* [Required work] Pick out and copy every line in the material below that contains the word "spool".
**** Information given ****
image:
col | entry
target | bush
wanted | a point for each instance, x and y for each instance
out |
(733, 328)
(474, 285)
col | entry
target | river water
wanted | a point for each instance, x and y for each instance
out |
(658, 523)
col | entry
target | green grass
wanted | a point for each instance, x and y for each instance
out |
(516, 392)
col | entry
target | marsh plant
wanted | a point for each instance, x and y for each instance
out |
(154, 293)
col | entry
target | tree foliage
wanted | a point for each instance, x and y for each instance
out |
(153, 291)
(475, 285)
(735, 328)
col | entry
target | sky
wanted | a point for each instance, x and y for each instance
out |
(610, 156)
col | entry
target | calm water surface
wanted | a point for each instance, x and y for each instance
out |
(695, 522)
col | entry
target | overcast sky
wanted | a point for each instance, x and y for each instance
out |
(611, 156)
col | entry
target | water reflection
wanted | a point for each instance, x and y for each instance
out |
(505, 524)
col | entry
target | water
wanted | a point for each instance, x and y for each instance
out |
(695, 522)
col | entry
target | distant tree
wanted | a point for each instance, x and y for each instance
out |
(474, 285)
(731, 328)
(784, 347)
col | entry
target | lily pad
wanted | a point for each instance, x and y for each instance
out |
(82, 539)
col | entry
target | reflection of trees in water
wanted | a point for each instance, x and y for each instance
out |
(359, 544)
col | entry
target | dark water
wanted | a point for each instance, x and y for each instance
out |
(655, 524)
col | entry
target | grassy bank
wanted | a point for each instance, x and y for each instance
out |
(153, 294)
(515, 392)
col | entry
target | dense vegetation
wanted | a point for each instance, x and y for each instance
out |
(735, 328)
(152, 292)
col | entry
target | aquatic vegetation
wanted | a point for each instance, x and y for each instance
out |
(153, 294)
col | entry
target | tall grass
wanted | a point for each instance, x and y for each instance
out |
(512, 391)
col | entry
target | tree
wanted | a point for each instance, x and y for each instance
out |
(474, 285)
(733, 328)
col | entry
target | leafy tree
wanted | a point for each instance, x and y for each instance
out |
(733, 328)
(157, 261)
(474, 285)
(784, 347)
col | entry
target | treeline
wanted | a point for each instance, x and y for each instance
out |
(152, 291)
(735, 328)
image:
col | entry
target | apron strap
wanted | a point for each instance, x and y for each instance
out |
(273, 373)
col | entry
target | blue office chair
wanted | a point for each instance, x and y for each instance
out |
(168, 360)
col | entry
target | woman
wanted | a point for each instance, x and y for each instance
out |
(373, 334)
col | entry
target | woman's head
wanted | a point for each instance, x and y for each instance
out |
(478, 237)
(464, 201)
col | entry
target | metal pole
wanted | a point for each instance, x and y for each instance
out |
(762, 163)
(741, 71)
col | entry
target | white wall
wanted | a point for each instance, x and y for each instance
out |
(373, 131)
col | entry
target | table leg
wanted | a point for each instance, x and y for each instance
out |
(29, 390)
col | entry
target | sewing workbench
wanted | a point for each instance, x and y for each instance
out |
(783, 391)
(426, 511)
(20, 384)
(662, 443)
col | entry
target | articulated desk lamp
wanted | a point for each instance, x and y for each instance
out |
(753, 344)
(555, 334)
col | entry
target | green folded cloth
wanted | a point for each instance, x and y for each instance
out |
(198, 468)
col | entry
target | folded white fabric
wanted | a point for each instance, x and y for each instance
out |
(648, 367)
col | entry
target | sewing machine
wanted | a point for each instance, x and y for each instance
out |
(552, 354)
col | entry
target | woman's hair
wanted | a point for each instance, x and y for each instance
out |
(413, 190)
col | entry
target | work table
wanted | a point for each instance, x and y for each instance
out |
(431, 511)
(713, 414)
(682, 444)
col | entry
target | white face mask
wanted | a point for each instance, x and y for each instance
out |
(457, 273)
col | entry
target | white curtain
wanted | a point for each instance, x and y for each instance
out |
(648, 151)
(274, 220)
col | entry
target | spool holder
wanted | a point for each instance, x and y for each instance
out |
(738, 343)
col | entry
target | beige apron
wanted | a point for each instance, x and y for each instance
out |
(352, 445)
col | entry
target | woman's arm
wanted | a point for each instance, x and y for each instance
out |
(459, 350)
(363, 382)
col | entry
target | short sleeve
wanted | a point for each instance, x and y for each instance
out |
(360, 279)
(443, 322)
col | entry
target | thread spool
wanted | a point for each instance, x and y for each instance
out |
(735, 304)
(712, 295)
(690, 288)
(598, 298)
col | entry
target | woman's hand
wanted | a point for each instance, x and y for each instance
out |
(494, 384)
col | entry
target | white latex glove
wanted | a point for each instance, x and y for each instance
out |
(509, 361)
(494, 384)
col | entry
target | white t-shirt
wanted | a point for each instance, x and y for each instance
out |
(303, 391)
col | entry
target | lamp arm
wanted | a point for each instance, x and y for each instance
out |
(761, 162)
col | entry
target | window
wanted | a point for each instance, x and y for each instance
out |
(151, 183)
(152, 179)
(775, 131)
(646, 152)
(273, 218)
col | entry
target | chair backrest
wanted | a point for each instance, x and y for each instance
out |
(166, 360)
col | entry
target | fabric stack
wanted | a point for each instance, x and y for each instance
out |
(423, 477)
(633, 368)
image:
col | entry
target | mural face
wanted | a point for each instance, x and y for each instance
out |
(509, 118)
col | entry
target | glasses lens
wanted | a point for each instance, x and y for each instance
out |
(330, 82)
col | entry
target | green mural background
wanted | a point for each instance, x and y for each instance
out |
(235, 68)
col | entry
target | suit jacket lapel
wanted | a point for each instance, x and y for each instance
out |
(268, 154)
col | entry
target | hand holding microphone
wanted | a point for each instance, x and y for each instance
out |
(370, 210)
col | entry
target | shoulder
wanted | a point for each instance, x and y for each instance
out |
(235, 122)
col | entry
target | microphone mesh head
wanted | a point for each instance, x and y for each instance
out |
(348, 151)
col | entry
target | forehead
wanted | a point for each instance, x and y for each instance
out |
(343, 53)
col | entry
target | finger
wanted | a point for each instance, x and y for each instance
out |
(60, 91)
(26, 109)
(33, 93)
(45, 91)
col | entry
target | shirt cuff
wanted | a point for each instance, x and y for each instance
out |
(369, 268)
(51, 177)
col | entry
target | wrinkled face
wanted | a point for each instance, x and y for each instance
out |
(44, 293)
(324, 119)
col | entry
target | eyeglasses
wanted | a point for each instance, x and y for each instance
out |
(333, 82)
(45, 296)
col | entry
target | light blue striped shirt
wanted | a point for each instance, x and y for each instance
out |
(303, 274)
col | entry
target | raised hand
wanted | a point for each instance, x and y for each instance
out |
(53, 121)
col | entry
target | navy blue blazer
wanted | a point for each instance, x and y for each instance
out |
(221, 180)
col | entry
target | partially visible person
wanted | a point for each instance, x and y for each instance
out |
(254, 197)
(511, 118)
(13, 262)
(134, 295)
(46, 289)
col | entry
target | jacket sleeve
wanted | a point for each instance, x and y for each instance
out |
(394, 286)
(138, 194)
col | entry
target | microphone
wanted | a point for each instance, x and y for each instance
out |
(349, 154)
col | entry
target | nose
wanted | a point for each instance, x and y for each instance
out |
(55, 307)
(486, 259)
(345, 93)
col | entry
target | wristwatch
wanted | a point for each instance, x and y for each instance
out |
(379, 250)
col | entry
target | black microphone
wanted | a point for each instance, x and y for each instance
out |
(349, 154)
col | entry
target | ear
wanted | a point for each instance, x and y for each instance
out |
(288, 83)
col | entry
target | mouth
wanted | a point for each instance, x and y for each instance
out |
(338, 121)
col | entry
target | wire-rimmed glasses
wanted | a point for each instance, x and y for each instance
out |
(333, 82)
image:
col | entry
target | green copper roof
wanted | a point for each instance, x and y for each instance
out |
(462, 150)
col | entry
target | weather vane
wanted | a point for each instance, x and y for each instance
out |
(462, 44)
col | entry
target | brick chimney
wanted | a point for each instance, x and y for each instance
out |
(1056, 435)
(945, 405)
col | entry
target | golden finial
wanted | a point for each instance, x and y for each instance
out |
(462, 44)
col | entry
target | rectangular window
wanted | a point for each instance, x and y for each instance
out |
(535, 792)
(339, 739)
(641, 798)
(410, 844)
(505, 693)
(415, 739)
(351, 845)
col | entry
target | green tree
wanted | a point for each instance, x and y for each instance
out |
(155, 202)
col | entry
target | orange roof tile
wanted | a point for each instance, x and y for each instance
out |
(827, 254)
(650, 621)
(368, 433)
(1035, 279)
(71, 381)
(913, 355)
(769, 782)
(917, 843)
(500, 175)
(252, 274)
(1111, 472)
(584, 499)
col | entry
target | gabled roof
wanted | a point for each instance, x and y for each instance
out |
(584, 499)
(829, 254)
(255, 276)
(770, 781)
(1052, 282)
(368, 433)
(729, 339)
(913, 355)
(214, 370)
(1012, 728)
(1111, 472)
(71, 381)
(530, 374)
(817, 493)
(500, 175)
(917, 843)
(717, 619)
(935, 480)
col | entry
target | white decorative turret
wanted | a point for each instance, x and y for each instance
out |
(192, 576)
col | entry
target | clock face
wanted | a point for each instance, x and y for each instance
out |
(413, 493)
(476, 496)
****
* [Expected output]
target | spool holder
target | thread spool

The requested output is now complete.